**Do this**
Answer these questions from the forum thread about sound problems:
1. Which two applications does Mort_pp first report as playing sound?
2. Which desktop environment does twangeri say is in use?
3. Which command does twangeri admit to having failed to run after editing /etc/modules.d/alsa?

**Excerpt to read**

==========

Give it a try if you haven't already tried it    :Very Happy: 

Question: Why does a $35 webcam from <erm>Wal-Mart</erm> shut of the sound, once in awhile?    Coincedence?

----------

## Mort_pp

Ok. Funny thing. 

The ound kinda works, but under skype only.

Neither KDE applications nor firefox (flash) play sound...

EDIT: Under noatun it works as well. But I cant get KDE sounds and flash sounds working...

----------

## epsilon72

 *Mort_pp wrote:*   

> Ok. Funny thing. 
> 
> The ound kinda works, but under skype only.
> 
> Neither KDE applications nor firefox (flash) play sound...
> ...

 

Maybe it's an aRts problem?

----------

## twangeri

 *epsilon72 wrote:*   

> 
> 
> Maybe it's an aRts problem?

 

I don't think so, since I'm using Gnome and my problem is identical. It probably has something to do with the kernel upgrade? (Oh, why did I do it! ...oh yeah, wireless drivers).

I didn't find any new kernel options to choose. Is there an easy way to tell what's been changed in the last upgrade?

----------

## twangeri

All right, got it working! At least for now...

I made previously the configurations suggested by TequilaTR.

/etc/modules.d/alsa

options snd-hda-intel model=toshiba

options snd cards_limit=1

But I was too stupid to run update-modules (which is clearly told to do in the file /etc/modules.d/alsa).

# update-modules 

# /etc/init.d/alsasound restart

And sounds are playing again. Wohoo!

----------

## Mort_pp

Ok, flash on konqueror does emit sound.

It seems that I've got sound working on every application except base kde desktop (the KDE sounds, and KDE "test sound" button doesn't work either)

I don't really mind, but still desktop is a bit annoying. Any suggestions what could I do?

----------

==========

**Records**

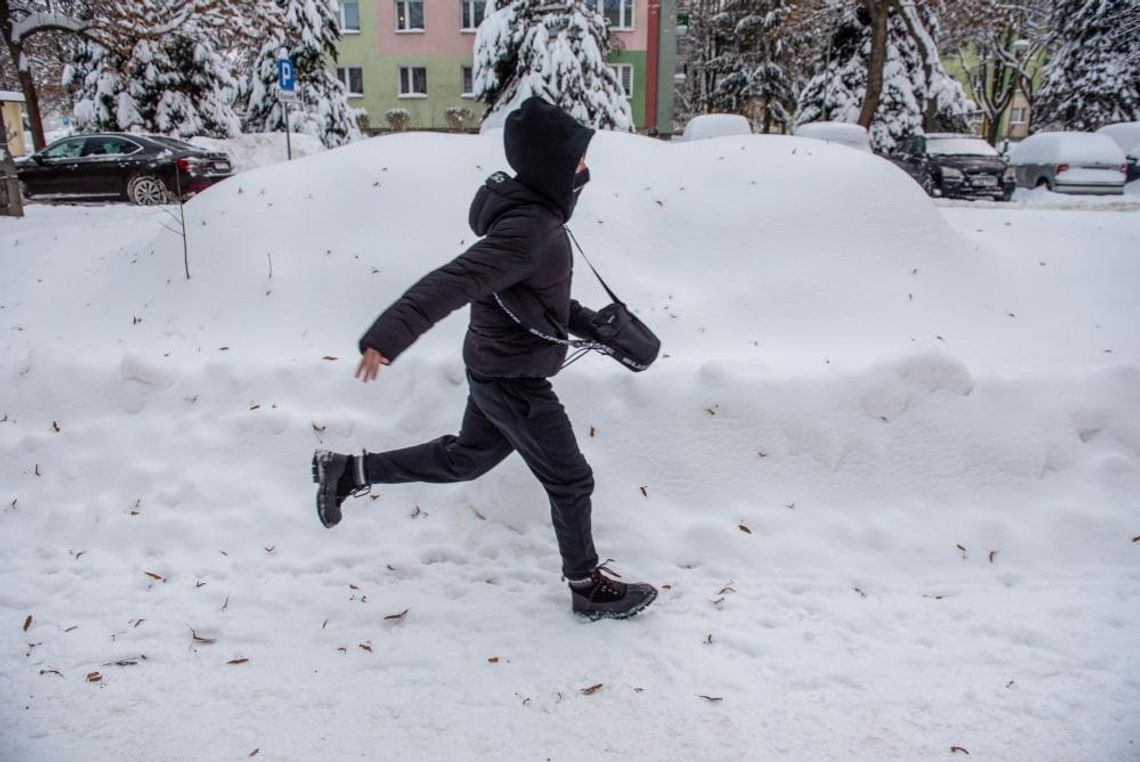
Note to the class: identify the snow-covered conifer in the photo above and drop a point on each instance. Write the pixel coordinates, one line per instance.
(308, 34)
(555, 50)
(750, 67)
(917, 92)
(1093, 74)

==========

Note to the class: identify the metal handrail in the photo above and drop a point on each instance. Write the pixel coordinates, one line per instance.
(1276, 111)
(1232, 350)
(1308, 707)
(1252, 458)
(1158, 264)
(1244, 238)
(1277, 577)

==========

**Expected answer**
1. Skype and noatun.
2. Gnome.
3. update-modules.